Point-based annotation data:
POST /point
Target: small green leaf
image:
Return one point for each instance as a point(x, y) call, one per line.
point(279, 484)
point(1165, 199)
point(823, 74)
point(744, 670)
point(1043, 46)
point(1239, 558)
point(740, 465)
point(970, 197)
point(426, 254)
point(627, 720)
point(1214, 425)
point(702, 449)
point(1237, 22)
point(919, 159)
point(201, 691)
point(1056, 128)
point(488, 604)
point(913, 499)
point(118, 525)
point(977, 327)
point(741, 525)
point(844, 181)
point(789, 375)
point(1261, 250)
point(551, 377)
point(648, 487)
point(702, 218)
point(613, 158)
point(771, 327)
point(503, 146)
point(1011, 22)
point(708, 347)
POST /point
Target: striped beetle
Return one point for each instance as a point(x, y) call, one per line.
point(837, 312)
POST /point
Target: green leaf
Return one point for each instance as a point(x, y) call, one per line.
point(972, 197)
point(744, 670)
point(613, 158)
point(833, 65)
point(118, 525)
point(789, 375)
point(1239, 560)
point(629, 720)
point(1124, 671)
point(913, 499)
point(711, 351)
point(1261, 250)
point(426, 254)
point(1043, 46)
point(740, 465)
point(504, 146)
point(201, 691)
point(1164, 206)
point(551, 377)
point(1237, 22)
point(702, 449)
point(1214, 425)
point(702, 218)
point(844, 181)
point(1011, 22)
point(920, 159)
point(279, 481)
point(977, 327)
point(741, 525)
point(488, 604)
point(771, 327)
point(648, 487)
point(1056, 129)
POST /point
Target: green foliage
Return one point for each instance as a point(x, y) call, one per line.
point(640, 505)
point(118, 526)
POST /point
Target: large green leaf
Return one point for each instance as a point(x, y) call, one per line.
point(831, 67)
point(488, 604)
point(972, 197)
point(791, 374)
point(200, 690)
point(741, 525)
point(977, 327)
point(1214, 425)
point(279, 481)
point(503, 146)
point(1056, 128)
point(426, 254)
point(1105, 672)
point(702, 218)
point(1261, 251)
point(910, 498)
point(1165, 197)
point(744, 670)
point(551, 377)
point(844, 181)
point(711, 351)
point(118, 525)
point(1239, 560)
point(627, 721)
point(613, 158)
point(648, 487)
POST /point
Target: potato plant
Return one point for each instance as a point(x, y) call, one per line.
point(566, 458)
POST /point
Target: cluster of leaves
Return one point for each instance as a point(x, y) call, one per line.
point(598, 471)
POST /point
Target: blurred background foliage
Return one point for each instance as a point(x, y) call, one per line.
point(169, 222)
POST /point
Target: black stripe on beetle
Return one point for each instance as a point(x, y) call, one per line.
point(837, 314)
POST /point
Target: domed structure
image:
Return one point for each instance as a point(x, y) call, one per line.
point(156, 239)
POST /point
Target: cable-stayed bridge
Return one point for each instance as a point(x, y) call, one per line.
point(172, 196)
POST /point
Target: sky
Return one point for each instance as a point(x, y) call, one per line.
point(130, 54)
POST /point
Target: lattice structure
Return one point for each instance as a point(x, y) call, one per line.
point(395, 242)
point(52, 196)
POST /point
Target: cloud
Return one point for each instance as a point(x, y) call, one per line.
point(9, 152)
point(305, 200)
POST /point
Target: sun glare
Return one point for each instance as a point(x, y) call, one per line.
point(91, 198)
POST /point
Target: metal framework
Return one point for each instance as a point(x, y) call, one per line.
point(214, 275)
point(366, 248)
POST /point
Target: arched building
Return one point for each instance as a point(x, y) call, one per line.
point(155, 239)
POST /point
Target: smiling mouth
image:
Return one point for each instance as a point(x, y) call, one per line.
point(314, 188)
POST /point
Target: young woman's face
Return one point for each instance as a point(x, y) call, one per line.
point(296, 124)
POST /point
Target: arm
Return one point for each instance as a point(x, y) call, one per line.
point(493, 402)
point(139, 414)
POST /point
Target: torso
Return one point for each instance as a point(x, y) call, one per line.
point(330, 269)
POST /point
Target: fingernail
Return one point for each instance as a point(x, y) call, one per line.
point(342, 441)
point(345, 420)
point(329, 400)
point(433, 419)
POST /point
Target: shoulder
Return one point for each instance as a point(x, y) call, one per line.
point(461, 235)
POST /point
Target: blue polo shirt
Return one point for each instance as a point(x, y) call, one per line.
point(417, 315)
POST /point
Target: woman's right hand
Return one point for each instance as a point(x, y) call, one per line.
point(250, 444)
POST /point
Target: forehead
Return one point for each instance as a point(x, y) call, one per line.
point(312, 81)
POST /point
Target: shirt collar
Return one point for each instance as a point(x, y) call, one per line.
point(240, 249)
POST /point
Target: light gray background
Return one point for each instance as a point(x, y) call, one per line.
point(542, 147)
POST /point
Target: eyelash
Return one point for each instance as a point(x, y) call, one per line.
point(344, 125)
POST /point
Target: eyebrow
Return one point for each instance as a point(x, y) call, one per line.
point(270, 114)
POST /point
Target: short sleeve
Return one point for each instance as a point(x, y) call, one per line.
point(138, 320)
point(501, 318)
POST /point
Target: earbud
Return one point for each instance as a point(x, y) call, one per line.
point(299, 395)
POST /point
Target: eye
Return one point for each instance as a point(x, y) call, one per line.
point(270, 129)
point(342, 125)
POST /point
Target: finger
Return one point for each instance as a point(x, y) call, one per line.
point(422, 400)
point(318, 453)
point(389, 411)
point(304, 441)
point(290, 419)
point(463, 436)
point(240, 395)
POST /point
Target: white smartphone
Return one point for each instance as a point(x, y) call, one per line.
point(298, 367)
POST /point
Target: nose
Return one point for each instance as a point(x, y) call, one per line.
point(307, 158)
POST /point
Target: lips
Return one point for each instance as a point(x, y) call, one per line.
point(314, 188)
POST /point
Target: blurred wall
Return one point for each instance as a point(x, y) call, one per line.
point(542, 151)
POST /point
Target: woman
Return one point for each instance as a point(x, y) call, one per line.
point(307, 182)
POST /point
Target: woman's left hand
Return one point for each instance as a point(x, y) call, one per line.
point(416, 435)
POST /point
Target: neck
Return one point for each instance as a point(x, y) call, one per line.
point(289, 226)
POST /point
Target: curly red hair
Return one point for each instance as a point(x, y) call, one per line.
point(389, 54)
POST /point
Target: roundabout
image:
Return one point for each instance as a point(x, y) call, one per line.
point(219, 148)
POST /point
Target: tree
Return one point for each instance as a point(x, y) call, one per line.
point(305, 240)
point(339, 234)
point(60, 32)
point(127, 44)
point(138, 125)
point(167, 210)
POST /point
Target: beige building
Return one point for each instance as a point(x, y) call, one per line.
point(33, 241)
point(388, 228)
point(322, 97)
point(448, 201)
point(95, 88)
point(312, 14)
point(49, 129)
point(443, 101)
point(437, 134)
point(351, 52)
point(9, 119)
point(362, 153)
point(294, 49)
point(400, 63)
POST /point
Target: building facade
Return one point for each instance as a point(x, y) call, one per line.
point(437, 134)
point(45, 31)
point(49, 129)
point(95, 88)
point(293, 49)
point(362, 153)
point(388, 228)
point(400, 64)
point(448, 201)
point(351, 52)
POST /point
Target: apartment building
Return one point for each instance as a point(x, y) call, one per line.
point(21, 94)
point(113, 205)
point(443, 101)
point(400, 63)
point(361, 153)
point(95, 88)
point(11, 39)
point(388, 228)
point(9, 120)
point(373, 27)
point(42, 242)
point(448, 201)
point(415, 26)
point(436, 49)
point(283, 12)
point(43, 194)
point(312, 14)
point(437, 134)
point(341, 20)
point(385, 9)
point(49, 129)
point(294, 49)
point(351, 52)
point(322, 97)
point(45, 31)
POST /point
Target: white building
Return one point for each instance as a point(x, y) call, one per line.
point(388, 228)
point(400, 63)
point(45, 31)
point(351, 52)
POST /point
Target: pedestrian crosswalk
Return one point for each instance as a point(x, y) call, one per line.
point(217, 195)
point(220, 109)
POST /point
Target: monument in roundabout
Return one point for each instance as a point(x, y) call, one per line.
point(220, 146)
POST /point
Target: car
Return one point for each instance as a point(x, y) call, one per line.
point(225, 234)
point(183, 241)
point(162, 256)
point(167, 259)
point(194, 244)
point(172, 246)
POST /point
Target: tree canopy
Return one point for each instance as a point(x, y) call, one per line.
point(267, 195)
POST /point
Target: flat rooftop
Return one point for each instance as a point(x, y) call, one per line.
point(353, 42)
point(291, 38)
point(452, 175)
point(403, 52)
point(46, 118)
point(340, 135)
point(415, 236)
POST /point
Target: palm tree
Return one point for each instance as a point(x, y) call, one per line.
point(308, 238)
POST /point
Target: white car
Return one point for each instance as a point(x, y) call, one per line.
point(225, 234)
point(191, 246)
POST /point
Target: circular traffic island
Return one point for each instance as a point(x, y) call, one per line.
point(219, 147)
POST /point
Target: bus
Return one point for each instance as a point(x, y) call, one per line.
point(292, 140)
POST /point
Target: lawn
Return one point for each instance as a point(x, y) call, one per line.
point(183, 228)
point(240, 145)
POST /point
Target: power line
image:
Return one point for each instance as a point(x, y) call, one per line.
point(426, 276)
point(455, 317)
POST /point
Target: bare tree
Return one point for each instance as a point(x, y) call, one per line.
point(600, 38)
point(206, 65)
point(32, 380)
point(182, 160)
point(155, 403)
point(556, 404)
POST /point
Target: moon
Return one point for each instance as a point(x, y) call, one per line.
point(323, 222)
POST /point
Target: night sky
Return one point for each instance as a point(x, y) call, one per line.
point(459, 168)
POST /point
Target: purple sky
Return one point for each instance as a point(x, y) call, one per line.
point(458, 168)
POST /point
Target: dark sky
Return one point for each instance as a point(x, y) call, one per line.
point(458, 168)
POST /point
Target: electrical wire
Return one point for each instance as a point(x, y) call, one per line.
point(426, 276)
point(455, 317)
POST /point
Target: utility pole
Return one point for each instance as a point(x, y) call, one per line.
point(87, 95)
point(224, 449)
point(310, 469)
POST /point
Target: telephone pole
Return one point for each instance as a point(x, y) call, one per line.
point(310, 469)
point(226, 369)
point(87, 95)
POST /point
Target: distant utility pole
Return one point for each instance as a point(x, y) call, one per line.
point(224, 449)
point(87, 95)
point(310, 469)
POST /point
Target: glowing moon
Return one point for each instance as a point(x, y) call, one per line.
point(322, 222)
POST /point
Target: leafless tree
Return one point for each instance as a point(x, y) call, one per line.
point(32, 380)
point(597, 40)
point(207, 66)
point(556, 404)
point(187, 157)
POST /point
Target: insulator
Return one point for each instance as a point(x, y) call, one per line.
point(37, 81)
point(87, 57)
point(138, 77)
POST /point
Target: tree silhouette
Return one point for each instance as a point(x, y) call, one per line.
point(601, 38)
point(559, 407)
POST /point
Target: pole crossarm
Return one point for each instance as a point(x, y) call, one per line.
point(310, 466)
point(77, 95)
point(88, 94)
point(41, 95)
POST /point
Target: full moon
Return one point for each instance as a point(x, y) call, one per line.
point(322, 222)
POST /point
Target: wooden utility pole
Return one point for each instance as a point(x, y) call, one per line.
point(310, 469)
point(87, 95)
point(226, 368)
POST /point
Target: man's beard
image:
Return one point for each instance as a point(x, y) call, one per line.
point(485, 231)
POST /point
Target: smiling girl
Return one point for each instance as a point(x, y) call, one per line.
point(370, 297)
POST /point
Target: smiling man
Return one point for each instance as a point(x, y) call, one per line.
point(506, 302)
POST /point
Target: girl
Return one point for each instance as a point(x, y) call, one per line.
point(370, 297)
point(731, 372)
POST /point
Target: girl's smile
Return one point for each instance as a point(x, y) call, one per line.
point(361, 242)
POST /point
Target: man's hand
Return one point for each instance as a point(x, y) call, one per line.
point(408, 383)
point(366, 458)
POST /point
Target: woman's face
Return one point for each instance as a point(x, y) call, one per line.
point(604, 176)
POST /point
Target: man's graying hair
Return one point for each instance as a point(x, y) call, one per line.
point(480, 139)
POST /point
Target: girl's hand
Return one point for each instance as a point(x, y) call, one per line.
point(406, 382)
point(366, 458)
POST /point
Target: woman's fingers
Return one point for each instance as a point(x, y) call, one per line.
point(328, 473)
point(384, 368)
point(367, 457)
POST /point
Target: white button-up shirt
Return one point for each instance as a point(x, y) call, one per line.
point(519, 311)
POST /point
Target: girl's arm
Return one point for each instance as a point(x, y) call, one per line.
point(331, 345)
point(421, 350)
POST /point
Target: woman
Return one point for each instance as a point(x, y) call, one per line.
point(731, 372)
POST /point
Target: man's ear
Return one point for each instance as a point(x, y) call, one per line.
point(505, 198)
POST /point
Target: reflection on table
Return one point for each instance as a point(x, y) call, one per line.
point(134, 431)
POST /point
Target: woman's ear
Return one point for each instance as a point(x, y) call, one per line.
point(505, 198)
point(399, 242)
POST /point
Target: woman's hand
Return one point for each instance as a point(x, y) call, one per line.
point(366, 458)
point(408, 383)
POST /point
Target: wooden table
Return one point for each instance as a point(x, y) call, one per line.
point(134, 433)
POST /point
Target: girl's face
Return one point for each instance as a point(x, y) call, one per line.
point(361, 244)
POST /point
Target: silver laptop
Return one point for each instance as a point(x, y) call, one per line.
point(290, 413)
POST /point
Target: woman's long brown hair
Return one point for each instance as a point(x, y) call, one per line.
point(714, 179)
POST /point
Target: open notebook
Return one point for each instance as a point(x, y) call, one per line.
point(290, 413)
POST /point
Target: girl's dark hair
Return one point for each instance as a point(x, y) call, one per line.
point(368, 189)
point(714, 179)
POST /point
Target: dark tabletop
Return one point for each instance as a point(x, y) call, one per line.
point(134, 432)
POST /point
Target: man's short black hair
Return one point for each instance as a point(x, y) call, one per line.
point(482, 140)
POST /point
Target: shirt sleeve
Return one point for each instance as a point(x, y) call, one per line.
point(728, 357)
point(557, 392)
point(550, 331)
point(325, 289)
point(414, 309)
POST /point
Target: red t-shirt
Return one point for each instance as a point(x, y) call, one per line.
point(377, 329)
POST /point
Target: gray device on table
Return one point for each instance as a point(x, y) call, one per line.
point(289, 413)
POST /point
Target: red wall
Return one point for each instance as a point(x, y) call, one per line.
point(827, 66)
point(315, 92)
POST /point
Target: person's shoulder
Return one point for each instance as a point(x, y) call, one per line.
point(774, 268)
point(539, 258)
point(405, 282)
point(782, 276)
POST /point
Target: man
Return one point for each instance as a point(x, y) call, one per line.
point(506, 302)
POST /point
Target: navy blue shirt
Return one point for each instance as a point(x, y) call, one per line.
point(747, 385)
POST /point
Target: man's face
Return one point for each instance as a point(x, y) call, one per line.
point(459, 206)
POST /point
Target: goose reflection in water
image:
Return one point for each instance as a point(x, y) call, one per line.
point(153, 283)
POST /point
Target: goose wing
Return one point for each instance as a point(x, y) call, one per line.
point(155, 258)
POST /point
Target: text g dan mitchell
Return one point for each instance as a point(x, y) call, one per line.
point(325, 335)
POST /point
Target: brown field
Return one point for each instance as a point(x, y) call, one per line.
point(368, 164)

▶ Task directions:
Which lines above contain the word "hand"? Return every one of them in full, and note that case counts.

▶ Finished task:
Target: woman's right hand
Target: woman's left hand
Target: man's hand
Target: girl's hand
Target: woman's hand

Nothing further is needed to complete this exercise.